• Task instructions:
A. In the commentary on the Medicare bills, what share of private-sector retirees does the Congressional Budget Office estimate would lose their former employer's drug coverage?
B. List every organization or government body that the commentary on the Medicare bills names.

• Selected passage:
§
July 10, 2003 | Commentary on Health Care
Both houses of Congress recently passed separate Medicare "reform" bills designed to provide prescription drugs to all seniors.
But if the bills are so good for the rest of us, why are lawmakers desperately trying to exempt federal retirees, including retired members of Congress?
The House recently passed a bill (H.R. 2631) that will guarantee the prescription-drug benefits federal retirees get from their private health plans -- inoculating former federal employees against the impact of the Medicare prescription-drug bill Congress just enacted for the rest of America.
Under the bill, every federal retiree can rest assured that his drug benefit will be at least as valuable as the ones that active federal employees have available to them now -- ones these employees get to choose from a variety of competing private health plans. According to The New York Times, federal employees now get drug benefits worth about 50 percent more than those contained in the Medicare bills recently passed by the Congress.
Millions of retired Americans with drug coverage from private employers won't be so lucky. The Congressional Budget Office estimates that if either version of the congressional Medicare bills becomes law, roughly one out of every three private-sector retirees would lose the drug coverage their former employer now provides and would be dumped into the new government drug benefit.
§
• Record excerpts:
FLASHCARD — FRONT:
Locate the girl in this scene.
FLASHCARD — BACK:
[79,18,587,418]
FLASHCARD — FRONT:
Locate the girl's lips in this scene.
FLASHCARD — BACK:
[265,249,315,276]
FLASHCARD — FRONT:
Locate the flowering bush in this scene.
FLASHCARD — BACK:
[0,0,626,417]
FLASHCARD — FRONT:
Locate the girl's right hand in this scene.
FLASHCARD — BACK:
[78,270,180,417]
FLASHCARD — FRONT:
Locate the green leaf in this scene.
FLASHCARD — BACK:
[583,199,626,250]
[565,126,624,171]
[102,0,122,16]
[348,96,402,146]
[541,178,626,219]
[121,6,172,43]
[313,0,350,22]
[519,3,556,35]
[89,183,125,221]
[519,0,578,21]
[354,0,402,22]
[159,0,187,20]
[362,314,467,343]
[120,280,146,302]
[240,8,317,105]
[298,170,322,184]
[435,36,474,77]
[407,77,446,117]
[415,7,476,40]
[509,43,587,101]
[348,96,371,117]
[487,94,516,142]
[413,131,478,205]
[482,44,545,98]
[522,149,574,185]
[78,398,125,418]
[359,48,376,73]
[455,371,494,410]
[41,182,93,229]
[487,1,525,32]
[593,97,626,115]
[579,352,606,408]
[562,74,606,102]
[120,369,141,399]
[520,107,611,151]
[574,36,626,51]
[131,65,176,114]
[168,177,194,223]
§
• Solutions to the problems:
A. Roughly one out of every three private-sector retirees.

B.
Congress
The House
The New York Times
The Congressional Budget Office